-- Exercise --
From the entries below, give the number of lines where the word "steel" occurs, and nothing else.

-- Recorded data --
---
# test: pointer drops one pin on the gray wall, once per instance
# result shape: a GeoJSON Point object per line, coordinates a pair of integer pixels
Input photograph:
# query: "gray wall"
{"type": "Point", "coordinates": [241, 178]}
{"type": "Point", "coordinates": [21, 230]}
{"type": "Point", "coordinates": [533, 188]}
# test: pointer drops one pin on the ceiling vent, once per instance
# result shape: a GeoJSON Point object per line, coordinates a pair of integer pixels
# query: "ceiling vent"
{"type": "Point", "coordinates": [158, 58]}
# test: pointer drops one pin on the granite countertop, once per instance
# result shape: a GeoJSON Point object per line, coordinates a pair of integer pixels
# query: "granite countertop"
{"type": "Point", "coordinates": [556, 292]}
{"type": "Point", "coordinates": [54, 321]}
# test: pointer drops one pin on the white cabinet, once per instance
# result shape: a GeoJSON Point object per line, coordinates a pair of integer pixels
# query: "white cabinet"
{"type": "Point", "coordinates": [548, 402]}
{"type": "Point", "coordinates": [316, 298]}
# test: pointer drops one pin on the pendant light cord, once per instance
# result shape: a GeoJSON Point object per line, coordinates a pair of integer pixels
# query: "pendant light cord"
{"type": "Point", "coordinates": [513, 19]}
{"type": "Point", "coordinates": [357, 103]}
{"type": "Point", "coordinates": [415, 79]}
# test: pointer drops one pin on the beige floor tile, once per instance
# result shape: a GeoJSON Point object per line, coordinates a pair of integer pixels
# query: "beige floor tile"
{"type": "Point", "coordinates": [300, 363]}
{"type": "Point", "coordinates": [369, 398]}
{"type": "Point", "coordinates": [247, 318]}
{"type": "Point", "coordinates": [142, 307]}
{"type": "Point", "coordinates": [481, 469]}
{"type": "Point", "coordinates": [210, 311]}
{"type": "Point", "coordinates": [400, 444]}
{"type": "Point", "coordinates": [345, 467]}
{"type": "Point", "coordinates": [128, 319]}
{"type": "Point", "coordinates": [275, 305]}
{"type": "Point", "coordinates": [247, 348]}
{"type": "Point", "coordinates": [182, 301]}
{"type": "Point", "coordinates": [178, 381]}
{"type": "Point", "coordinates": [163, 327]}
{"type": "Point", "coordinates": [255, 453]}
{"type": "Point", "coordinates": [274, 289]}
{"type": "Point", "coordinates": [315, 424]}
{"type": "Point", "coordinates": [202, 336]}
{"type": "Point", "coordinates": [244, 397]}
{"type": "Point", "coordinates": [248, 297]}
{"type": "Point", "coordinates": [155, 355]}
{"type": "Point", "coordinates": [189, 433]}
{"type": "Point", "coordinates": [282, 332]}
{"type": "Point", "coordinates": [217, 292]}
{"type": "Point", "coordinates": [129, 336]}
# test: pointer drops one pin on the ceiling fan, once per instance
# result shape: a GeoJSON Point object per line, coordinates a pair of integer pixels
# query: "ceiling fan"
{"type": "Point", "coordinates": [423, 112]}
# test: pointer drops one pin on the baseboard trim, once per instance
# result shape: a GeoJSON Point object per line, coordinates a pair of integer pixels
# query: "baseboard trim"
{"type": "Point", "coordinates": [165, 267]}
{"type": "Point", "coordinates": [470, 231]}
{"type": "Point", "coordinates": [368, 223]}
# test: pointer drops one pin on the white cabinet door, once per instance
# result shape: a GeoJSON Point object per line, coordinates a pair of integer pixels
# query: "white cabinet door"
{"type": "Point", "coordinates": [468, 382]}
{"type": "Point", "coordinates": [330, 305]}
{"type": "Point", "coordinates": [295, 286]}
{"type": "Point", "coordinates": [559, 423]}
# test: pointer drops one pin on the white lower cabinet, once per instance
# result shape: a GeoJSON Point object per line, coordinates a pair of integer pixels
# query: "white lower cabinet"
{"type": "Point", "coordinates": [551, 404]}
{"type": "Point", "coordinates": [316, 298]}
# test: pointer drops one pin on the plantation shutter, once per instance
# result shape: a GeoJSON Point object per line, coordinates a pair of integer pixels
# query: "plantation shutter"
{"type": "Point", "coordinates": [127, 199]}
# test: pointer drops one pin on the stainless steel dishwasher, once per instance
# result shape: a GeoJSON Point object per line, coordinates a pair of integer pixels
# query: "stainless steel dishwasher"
---
-- Result below --
2